- [Exercice proposé A] Résumez en deux phrases le texte sur l'oxygène des lacs.

- [Extrait du texte]

---

En eaux profondes, toutes les algues produites depuis un demi-siècle ont créé une immense quantité de matière organique qui compose les sédiments. Les bactéries qui se chargent du processus de dégradation consomment beaucoup d’oxygène. «Ce n’est pas parcequ’on a diminué les phosphates issus de l’agriculture ou de l’industrie que tout est rentré dans l’ordre. Il faudra encore du temps avant que les lacs ne retrouvent leur respiration optimale», précise Damien Bouffard qui a participé à la recherche.

En mesurant très finement la concentration d’oxygène, dans toute la colonne d’eau jusque dans les sédiments, les chercheurs ont découvert et expliqué conceptuellement comment celui-ci y est consommé. La contribution des sédiments est évaluée à 30% de la consommation totale d’oxygène. Cette étude a également mis en évidence et modélisé simplement la variation de consommation d’oxygène en fonction de la profondeur. Celle-ci dépend en grande partie de la morphométrie du lac et de la diminution du taux de minéralisation de la matière organique dans la colonne d’eau.

Ces données micrométriques leur ont permis de modéliser, à grande échelle, la dynamique de l’oxygène dans le lac et grâce à la connaissance des flux, de développer un outil de prédiction. Même si les scientifiques espèrent que la consommation d’oxygène baissera progressivement dans les sédiments, les changements climatiques perturberont toujours plus les brassages des lacs. Il faut donc poursuivre les recherches.

---

- [Exercice proposé B] Réécrivez les lignes de toutes les rangées de données en remplaçant « round wooden table » par « round wooden stool », sans rien changer d'autre. Ne reprenez pas les images dans votre réponse.

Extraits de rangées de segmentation
---

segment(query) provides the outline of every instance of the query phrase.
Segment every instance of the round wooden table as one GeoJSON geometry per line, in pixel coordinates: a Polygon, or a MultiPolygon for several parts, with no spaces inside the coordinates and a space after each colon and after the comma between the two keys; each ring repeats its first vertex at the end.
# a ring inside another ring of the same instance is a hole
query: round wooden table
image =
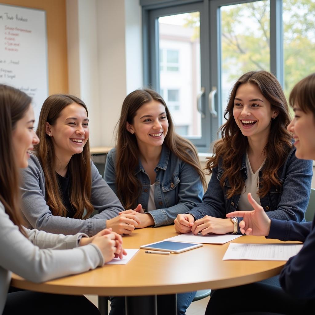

---

- [Bonne réponse A] La matière organique laissée dans les sédiments par un demi-siècle d'algues est dégradée par des bactéries qui consomment beaucoup d'oxygène, et ces sédiments comptent pour 30 % de la consommation totale d'oxygène, si bien que les lacs mettront encore du temps à retrouver leur respiration optimale. Des mesures très fines ont permis de modéliser la dynamique de l'oxygène dans le lac et de créer un outil de prédiction, mais comme les changements climatiques perturberont toujours plus les brassages des lacs, il faut poursuivre les recherches.

- [Bonne réponse B]
segment(query) provides the outline of every instance of the query phrase.
Segment every instance of the round wooden stool as one GeoJSON geometry per line, in pixel coordinates: a Polygon, or a MultiPolygon for several parts, with no spaces inside the coordinates and a space after each colon and after the comma between the two keys; each ring repeats its first vertex at the end.
# a ring inside another ring of the same instance is a hole
query: round wooden stool
image =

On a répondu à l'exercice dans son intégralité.